- _INPUT DATA_
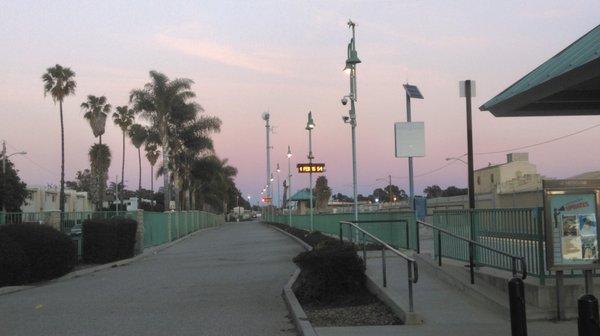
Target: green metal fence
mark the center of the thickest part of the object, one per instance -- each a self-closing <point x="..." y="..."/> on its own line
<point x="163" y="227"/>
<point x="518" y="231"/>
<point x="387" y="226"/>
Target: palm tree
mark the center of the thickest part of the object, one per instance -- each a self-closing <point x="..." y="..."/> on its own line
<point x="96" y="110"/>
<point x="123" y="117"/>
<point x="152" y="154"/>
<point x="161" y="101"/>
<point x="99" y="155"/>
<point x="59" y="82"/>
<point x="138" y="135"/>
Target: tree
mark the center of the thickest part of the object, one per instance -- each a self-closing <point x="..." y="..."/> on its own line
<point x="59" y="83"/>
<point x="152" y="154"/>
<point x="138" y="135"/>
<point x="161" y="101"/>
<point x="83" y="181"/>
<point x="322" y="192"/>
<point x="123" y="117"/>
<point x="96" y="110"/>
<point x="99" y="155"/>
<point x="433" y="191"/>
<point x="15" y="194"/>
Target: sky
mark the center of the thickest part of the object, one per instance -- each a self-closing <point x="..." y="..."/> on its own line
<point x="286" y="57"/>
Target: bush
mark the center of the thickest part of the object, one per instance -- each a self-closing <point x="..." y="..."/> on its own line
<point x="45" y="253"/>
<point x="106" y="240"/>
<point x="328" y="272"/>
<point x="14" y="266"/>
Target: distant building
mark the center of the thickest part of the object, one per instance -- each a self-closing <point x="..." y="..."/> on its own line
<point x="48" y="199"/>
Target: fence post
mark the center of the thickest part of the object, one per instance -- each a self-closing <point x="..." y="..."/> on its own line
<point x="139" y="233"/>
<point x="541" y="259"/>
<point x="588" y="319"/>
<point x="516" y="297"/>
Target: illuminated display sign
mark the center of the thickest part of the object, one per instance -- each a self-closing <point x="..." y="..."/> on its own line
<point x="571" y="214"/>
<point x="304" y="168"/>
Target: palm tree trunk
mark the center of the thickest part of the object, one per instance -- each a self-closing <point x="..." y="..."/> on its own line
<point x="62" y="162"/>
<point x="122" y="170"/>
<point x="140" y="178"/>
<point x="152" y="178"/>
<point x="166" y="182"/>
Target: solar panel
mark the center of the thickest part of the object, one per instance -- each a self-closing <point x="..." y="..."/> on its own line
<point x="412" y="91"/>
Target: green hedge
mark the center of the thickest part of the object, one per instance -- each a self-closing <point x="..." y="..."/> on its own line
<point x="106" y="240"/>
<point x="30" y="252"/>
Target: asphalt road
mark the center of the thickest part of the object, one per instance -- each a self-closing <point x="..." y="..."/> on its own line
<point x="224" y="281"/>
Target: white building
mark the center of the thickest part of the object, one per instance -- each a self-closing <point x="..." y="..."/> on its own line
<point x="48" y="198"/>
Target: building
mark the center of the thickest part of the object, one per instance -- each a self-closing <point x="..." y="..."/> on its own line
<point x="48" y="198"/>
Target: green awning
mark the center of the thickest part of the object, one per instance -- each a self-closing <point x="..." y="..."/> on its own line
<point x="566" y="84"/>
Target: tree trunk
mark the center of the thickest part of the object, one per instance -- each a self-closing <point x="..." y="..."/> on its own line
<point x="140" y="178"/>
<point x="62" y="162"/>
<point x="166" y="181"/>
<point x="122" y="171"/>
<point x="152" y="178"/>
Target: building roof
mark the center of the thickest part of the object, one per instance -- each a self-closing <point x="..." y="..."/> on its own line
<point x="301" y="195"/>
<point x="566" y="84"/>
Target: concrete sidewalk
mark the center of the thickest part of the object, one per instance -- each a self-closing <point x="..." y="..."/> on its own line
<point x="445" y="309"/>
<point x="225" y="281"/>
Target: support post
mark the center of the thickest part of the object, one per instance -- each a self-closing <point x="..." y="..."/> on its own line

- _WHAT YOU WILL DO_
Copy every one of the entries above line for line, without changing anything, but leave out the pictures.

- _ANSWER TO THIS EXERCISE_
Target: green metal fence
mark the center of the thickest part of the object, one per instance -- each a self-closing <point x="..." y="..."/> on its own line
<point x="163" y="227"/>
<point x="518" y="231"/>
<point x="387" y="226"/>
Target: palm tree
mark the center of the thickest part of the object, one per instance -- each a self-closing <point x="..." y="..."/> on its own line
<point x="96" y="110"/>
<point x="123" y="117"/>
<point x="152" y="154"/>
<point x="161" y="101"/>
<point x="99" y="155"/>
<point x="59" y="82"/>
<point x="138" y="135"/>
Target: tree
mark the center of the thickest part of the object, one per instance -- each a self-closing <point x="..." y="..."/> on its own line
<point x="59" y="83"/>
<point x="152" y="154"/>
<point x="138" y="135"/>
<point x="161" y="101"/>
<point x="83" y="181"/>
<point x="322" y="192"/>
<point x="123" y="117"/>
<point x="96" y="110"/>
<point x="99" y="155"/>
<point x="433" y="191"/>
<point x="15" y="194"/>
Target: sky
mark the center of the thickest part of the object, one per instance -- each a self-closing <point x="..." y="..."/> on its own line
<point x="286" y="57"/>
Target: bush
mark the center of the thickest part of the object, one per instance -- each a self-closing <point x="..." y="..."/> on its own line
<point x="45" y="253"/>
<point x="106" y="240"/>
<point x="328" y="272"/>
<point x="14" y="266"/>
Target: distant building
mark the center of the thickest part of the object, one per instance -- each a self-closing <point x="..." y="..."/> on its own line
<point x="48" y="199"/>
Target: fence post
mark the center of the thickest part of the object, one per instance -- each a self-closing <point x="..." y="..."/> on its own line
<point x="139" y="233"/>
<point x="541" y="259"/>
<point x="588" y="319"/>
<point x="516" y="297"/>
Target: illuminated display sign
mark the center of the thickest part of the object, one per instance -- each a self-closing <point x="..." y="..."/> on its own line
<point x="571" y="214"/>
<point x="304" y="168"/>
Target: palm tree trunk
mark the center of the thickest part of the object, one per instance -- each a self-closing <point x="..." y="..."/> on its own line
<point x="62" y="162"/>
<point x="122" y="170"/>
<point x="140" y="178"/>
<point x="152" y="178"/>
<point x="166" y="182"/>
Target: solar panel
mark the center of the thickest part of the object, one per instance -- each a self-closing <point x="..." y="..."/> on its own line
<point x="412" y="91"/>
Target: green hedge
mark the center of the thickest part of the object, one per instance -- each a self-closing <point x="..." y="..."/> on its own line
<point x="106" y="240"/>
<point x="30" y="252"/>
Target: asphalt road
mark the center of the thickest part of the object, one per instance -- each a self-closing <point x="..." y="..."/> on its own line
<point x="224" y="281"/>
Target: white building
mark the center of the thickest part of the object, one per instance -- each a self-closing <point x="..." y="..."/> on its own line
<point x="48" y="198"/>
Target: building
mark the center of the thickest part of the object, one per instance -- each a self-closing <point x="..." y="..."/> on its own line
<point x="48" y="198"/>
Target: green awning
mark the center of the thickest part of the object, one per instance -- each a self-closing <point x="..." y="..."/> on its own line
<point x="566" y="84"/>
Target: tree trunk
mark the center of the thickest part of the object, one per instance -- each a self-closing <point x="..." y="..."/> on its own line
<point x="140" y="178"/>
<point x="62" y="162"/>
<point x="166" y="181"/>
<point x="122" y="171"/>
<point x="152" y="178"/>
Target: building roof
mark the center of the thickest part of the object, one per instance -- each a self-closing <point x="..." y="..."/> on its own line
<point x="301" y="195"/>
<point x="566" y="84"/>
Target: concrete sidewalk
mark the center of the thickest part of the object, one per instance -- each a self-closing <point x="..." y="..."/> on its own line
<point x="445" y="309"/>
<point x="225" y="281"/>
Target: support post
mark the center of the thickest part of the object, one per instance -- each a self-closing <point x="..." y="..."/> on its own line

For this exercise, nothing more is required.